[Stored data Boundary: Start]
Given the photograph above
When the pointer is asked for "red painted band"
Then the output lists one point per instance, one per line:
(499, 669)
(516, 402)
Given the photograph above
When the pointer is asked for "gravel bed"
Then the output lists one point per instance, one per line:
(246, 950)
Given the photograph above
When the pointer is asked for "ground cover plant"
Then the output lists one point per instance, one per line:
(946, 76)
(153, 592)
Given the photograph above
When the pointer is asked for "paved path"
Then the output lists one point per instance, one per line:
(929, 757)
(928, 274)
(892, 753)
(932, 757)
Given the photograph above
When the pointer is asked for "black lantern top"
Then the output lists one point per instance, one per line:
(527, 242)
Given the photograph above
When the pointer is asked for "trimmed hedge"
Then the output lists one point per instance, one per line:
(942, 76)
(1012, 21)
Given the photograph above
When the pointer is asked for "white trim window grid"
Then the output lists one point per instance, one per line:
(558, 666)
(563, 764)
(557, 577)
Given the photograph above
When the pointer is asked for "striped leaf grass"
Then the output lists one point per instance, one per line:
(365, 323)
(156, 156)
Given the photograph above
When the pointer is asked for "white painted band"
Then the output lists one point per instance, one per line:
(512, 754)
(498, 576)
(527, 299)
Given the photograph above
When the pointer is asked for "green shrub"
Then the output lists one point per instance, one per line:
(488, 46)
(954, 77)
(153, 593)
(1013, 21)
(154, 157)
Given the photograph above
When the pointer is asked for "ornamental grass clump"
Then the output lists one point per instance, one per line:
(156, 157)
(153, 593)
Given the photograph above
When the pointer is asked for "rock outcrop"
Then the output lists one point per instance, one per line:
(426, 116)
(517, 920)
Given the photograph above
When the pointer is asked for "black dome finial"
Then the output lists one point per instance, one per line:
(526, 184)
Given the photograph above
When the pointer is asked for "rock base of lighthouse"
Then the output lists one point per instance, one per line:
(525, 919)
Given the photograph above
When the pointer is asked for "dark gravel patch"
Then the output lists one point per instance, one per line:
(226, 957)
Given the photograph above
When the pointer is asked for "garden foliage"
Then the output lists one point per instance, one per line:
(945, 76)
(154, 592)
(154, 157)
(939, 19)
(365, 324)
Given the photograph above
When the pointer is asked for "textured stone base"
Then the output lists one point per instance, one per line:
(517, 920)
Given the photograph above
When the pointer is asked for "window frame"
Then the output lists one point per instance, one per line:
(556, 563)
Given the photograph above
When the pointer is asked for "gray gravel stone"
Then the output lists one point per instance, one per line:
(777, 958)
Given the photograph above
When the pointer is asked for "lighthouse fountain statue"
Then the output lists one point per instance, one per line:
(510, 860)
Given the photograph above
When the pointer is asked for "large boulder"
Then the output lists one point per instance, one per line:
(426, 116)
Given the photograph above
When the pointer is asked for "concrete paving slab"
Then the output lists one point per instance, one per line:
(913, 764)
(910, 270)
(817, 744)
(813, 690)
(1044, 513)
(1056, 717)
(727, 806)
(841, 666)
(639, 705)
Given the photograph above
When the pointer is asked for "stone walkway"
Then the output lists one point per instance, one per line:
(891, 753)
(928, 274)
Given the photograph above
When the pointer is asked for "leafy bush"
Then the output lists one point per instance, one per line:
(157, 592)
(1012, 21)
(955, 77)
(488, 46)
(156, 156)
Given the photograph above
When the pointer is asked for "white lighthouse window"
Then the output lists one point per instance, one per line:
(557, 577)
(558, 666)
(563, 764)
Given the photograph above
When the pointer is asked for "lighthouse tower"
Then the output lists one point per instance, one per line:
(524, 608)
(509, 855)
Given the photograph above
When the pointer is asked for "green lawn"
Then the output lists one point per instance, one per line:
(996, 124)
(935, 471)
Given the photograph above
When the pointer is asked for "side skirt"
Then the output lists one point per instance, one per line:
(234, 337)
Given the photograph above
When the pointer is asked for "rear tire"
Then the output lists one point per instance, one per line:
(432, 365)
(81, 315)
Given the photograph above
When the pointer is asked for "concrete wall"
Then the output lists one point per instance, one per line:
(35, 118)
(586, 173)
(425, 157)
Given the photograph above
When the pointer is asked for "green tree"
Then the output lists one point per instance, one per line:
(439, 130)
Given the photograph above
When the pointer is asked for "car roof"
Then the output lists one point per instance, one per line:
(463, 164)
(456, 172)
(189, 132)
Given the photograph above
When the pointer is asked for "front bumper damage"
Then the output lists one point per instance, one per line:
[Stored data Boundary: End]
Go line by line through the data above and report each one that holds the string "rock".

When the pointer is asked for "rock outcrop"
When the pointer is asked for "rock base of lighthouse"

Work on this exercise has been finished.